AUFGABENZIEL: Gib aus dem Text zur Tunnelsicherheit den Abschnitt unverändert aus, der mit den Worten „Trotz des relativ“ anfängt und mit „169 Millionen budgetiert.“ aufhört.

TEXTAUSZUG:

In einer neuen Kommandozentrale zur Überwachung des Gotthard-Strassentunnels in Airolo. Keystone

Im jüngsten Test über die Tunnelsicherheit bei 51 europäischen Tunneln werden sechs von sieben getesteten Schweizer Tunneln als ausreichend bis sehr gut eingestuft. Nur einer schnitt ungenügend ab.

Jeder 5. europäische Strassentunnel entspricht nicht den minimalen Sicherheitsstandards.

Von den Schweizer Tunneln erreichten mehr als die Hälfte das Prädikat “sehr gut”. Dabei erfüllten nicht nur neuere Bauten wie der Bruyères bei Murten oder der Spier bei Horw einen hohen Sicherheitsstandard. Auch Oldtimer wie der Seelisberg- und der Arisdorftunnel sind dank gelungener Renovation sehr sicher.

Europaweit am schlechtesten schneiden wie schon in den letzten Jahren die italienischen Tunnel ab. Hier erhielten drei von vier Röhren die Minimalnote “bedenklich” und die beste die Note “ausreichend”. Besser oberirdisch fährt man auch in Norwegen, wo drei von fünf Tunneln “bedenklich” sind.

Durchgeführt wird das von der Europäischen Kommission unterstützte European Tunnel Assessment Programme (EuroTAP) von elf europäischen Automobilverbänden.

1,3 Milliarden Franken teuer

Trotz des relativ hohen Standards in Schweizer Tunneln gibt es noch viel zu tun: Für die Sicherheitsnachrüstung der 274 Nationalstrassen-Röhren veranschlagt der Bund 1,3 Milliarden Franken, wie Jürg Röthlisberger, Vizedirektor der Bundesamts für Strassen ASTRA, ausführte.

Die vor kurzem abgeschlossene, 240 Millionen Franken teure Sanierung des San Bernardino war erst ein erster, grosser Schritt. Allein auf der A 13 mit ihren 18 Tunneln werden weitere Investitionen von 169 Millionen budgetiert.

Auch die beiden Schweizer Schlusslichter auf der Tunneltest-Rangliste 2006 benötigen Nachrüstung: der 1964 erbaute Grosse St. Bernhard, der nur “ausreichend” klassiert wurde und der gleich alte Mosi-Tunnel bei Brunnen, der gar ein “Ungenügend” bekam.

ANGEZEIGTE DATEN:
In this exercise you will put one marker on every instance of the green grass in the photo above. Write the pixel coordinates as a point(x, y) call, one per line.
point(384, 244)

ERWARTETE ANTWORT:
Trotz des relativ hohen Standards in Schweizer Tunneln gibt es noch viel zu tun: Für die Sicherheitsnachrüstung der 274 Nationalstrassen-Röhren veranschlagt der Bund 1,3 Milliarden Franken, wie Jürg Röthlisberger, Vizedirektor der Bundesamts für Strassen ASTRA, ausführte.

Die vor kurzem abgeschlossene, 240 Millionen Franken teure Sanierung des San Bernardino war erst ein erster, grosser Schritt. Allein auf der A 13 mit ihren 18 Tunneln werden weitere Investitionen von 169 Millionen budgetiert.